- EXTRAIT À LIRE:
================================
B. UN DISPOSITIF JURIDIQUE INCITANT LES COMMUNES Á MENER UNE RÉFLEXION SUR L'AMÉNAGEMENT DES ENTRÉES DE VILLE

1. Une bande inconstructible en bordure de route

L'article L. 111-1-4 du code de l'urbanisme pose le principe d'une inconstructibilité des abords des grandes voies de circulation dans leurs parties situées dans les « espaces non urbanisés ». Le champ d'application est donc large puisqu'il s'applique dans toutes les communes, qu'elles soient dotées ou non de documents d'urbanisme. En outre, la notion « d'espace non urbanisés » doit s'apprécier « objectivement », au regard de la « réalité physique de l'urbanisation », et non en fonction des limites de l'agglomération au sens du code de la voirie routière ou du zonage effectué par un document d'urbanisme 16 ( * ) . Le juge prend en compte un faisceau d'indices : le nombre de constructions existantes, la distance du terrain en cause par rapport au bâti existant, la contigüité avec des parcelles bâties, le niveau de desserte par des équipements. Ainsi :

- une parcelle peut être qualifiée de « non urbanisée » en dépit de son inclusion dans la « zone UEC » d'un plan d'occupation des sols 17 ( * ) ;

- n'est pas inclus dans un « espace urbanisé » un terrain dont la seule construction environnante est implantée sur un terrain contigu en bordure de la route nationale 18 ( * ) .
================================
- JEU DE DONNÉES:
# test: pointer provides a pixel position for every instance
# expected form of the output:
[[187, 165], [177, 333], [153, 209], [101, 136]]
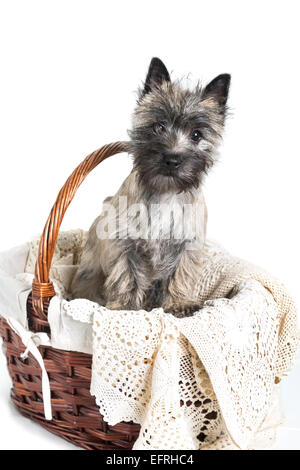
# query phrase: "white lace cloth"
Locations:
[[204, 382]]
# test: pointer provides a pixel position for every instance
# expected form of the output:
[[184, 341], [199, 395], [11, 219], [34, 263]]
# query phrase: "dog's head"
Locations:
[[176, 131]]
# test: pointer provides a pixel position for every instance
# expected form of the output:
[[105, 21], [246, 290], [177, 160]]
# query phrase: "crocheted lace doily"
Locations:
[[201, 382]]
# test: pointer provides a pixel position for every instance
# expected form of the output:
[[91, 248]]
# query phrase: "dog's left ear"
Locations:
[[218, 89], [157, 74]]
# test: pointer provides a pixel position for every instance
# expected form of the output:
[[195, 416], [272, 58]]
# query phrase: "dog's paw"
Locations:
[[182, 311]]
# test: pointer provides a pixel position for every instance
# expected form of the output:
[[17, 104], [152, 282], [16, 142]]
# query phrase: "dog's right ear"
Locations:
[[157, 74]]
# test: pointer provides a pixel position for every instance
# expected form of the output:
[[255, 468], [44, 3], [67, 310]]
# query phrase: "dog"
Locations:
[[143, 250]]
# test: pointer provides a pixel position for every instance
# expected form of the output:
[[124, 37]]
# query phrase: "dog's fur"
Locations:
[[174, 138]]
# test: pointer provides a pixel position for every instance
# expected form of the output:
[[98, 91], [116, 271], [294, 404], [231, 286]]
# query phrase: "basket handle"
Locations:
[[42, 287]]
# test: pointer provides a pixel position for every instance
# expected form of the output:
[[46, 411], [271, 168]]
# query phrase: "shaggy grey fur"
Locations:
[[174, 137]]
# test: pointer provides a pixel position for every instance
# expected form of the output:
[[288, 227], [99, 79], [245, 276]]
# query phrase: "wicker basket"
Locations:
[[76, 416]]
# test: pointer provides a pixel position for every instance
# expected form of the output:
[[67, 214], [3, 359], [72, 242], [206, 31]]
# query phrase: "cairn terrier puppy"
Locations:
[[143, 250]]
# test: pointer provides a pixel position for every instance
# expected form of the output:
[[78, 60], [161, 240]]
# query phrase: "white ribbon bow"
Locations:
[[31, 341]]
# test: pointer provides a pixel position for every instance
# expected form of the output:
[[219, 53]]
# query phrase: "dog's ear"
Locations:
[[218, 89], [157, 74]]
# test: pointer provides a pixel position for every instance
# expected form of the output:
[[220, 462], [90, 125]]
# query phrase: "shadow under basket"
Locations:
[[76, 417]]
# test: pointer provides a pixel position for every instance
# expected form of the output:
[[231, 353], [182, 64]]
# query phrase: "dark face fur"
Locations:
[[176, 131]]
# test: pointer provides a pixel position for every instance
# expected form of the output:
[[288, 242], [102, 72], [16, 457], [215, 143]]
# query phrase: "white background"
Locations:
[[69, 71]]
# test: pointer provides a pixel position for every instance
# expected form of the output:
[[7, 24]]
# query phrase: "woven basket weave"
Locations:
[[76, 416]]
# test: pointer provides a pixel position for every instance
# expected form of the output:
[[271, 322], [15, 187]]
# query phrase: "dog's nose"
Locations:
[[172, 160]]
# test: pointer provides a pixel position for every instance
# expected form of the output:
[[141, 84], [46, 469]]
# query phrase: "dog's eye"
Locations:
[[158, 128], [196, 135]]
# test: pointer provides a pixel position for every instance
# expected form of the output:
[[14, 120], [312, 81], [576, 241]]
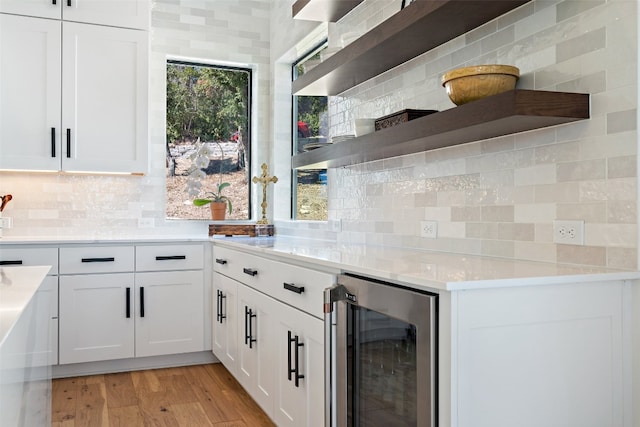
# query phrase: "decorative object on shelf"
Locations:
[[264, 179], [5, 200], [363, 126], [341, 138], [313, 145], [469, 84], [406, 3], [219, 203], [400, 117], [251, 230]]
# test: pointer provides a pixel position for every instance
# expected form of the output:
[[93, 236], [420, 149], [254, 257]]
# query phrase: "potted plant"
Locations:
[[219, 203]]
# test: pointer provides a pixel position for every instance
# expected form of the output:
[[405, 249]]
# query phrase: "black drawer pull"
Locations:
[[53, 134], [128, 302], [108, 259], [294, 368], [68, 141], [142, 301], [250, 271], [293, 288]]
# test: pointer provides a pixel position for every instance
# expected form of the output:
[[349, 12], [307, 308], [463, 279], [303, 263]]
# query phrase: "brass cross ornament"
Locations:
[[265, 180]]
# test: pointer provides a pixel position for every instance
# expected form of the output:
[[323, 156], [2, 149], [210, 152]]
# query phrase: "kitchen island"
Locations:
[[25, 369], [519, 342]]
================================
- À FAIRE:
**A)** Répondez à ces questions sur l'extrait à propos des entrées de ville :
(i) Quel article du code de l'urbanisme pose le principe d'inconstructibilité des abords des grandes routes ?
(ii) Comment faut-il juger la notion d'« espace non urbanisé » ?
(iii) Dans quelle zone d'un plan d'occupation des sols une parcelle peut-elle se trouver tout en étant jugée « non urbanisée » ?
**B)** Recopiez sans rien changer le passage de l'extrait qui commence par « - n'est pas inclus » et se termine par « nationale 18 ( * ) . ».
Les données n'ont aucun lien avec l'extrait.

- RÉSULTATS FINAUX:
**A)**
(i) L'article L. 111-1-4.
(ii) Objectivement, au regard de la réalité physique de l'urbanisation, et non selon les limites de l'agglomération ou le zonage d'un document d'urbanisme.
(iii) La « zone UEC ».

**B)**
- n'est pas inclus dans un « espace urbanisé » un terrain dont la seule construction environnante est implantée sur un terrain contigu en bordure de la route nationale 18 ( * ) .